__Data taken from a collection__
------------------------------

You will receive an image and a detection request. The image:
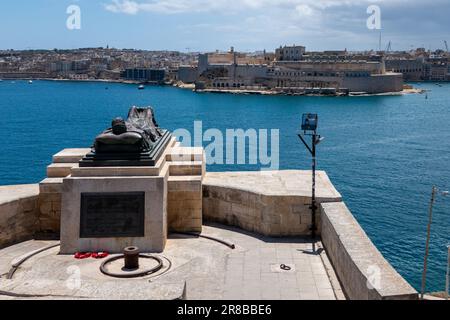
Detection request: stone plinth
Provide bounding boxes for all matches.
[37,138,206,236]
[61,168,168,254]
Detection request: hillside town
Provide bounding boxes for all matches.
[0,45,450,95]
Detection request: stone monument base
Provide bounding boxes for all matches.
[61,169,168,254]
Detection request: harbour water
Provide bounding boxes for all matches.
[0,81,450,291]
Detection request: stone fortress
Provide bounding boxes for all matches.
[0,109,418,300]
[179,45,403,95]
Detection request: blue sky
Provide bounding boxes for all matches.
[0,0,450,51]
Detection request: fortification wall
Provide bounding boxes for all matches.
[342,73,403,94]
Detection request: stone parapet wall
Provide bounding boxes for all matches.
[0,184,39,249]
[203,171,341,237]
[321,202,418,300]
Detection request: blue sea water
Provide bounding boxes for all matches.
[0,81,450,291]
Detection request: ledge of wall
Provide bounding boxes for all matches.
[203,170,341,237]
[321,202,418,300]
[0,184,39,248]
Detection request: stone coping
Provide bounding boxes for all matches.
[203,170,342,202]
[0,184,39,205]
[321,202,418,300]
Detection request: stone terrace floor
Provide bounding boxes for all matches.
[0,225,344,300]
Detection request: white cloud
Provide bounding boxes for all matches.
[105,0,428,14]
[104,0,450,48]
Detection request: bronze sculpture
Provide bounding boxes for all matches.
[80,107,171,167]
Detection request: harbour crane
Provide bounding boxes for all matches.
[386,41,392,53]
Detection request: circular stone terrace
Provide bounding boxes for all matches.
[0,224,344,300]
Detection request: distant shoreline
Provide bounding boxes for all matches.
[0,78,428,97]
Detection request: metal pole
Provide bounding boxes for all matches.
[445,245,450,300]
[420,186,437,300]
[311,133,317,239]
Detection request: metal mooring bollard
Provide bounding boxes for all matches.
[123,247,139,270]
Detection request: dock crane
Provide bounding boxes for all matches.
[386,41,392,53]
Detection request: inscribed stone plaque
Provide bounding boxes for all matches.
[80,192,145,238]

------------------------------

__EXERCISE DETAILS__
Arrange all the lines above as a Markdown table with the columns No. and Line, numbering each row and skipping blank lines. Leave the pictures out of your answer.

__RESULT OF THIS TASK__
| No. | Line |
|---|---|
| 1 | You will receive an image and a detection request. The image: |
| 2 | Detection request: stone plinth |
| 3 | Provide bounding boxes for all matches. |
| 4 | [37,138,206,236] |
| 5 | [61,168,168,254] |
| 6 | Detection request: hillside town |
| 7 | Provide bounding boxes for all matches. |
| 8 | [0,45,450,95] |
| 9 | Detection request: stone monument base |
| 10 | Provide bounding boxes for all matches. |
| 11 | [61,169,168,254] |
| 12 | Detection request: harbour water |
| 13 | Provide bounding boxes for all matches. |
| 14 | [0,81,450,291] |
| 15 | Detection request: stone fortress |
| 16 | Provide bounding boxes for all matches. |
| 17 | [0,109,418,300] |
| 18 | [179,45,403,95] |
| 19 | Detection request: blue sky |
| 20 | Provide bounding boxes for all matches. |
| 21 | [0,0,450,51] |
| 22 | Detection request: fortification wall |
| 23 | Provide bounding boxes for all matches. |
| 24 | [342,73,403,94] |
| 25 | Detection request: stone parapet wall |
| 26 | Provide bounding boxes for all matches. |
| 27 | [0,184,39,249] |
| 28 | [203,171,341,237] |
| 29 | [321,202,418,300] |
| 30 | Detection request: blue sea water |
| 31 | Provide bounding boxes for all matches. |
| 32 | [0,81,450,291] |
| 33 | Detection request: ledge of wall |
| 34 | Provide bounding boxes for all matches. |
| 35 | [203,170,341,237] |
| 36 | [321,202,418,300] |
| 37 | [0,184,39,248] |
| 38 | Detection request: stone coping |
| 39 | Provide bounding boxes for all matches. |
| 40 | [203,170,342,202] |
| 41 | [0,184,39,205] |
| 42 | [321,202,418,300] |
| 43 | Detection request: stone terrace floor |
| 44 | Provide bounding boxes for all matches. |
| 45 | [0,225,344,300] |
| 46 | Detection request: white cloud |
| 47 | Provide bounding boxes for all matches. |
| 48 | [105,0,428,14] |
| 49 | [104,0,450,48] |
| 50 | Detection request: bronze sculpture |
| 51 | Provide bounding boxes for all matches. |
| 52 | [80,107,171,167] |
| 53 | Detection request: harbour crane |
| 54 | Provide bounding boxes for all matches. |
| 55 | [386,41,392,53] |
| 56 | Detection request: circular stone terrace |
| 57 | Provide bounding boxes for all matches. |
| 58 | [0,224,344,300] |
| 59 | Detection request: distant shoreline |
| 60 | Provide bounding boxes for all matches. |
| 61 | [0,78,428,97] |
| 62 | Detection request: metal pole |
| 63 | Provide bounding boxes for all matches. |
| 64 | [445,245,450,300] |
| 65 | [420,186,437,300] |
| 66 | [311,133,317,239] |
| 67 | Detection request: metal mooring bollard |
| 68 | Provide bounding boxes for all matches. |
| 69 | [123,247,139,270] |
| 70 | Detection request: dock crane |
| 71 | Provide bounding boxes for all matches. |
| 72 | [386,41,392,53] |
| 73 | Detection request: inscribed stone plaque |
| 74 | Provide bounding boxes for all matches. |
| 75 | [80,192,145,238] |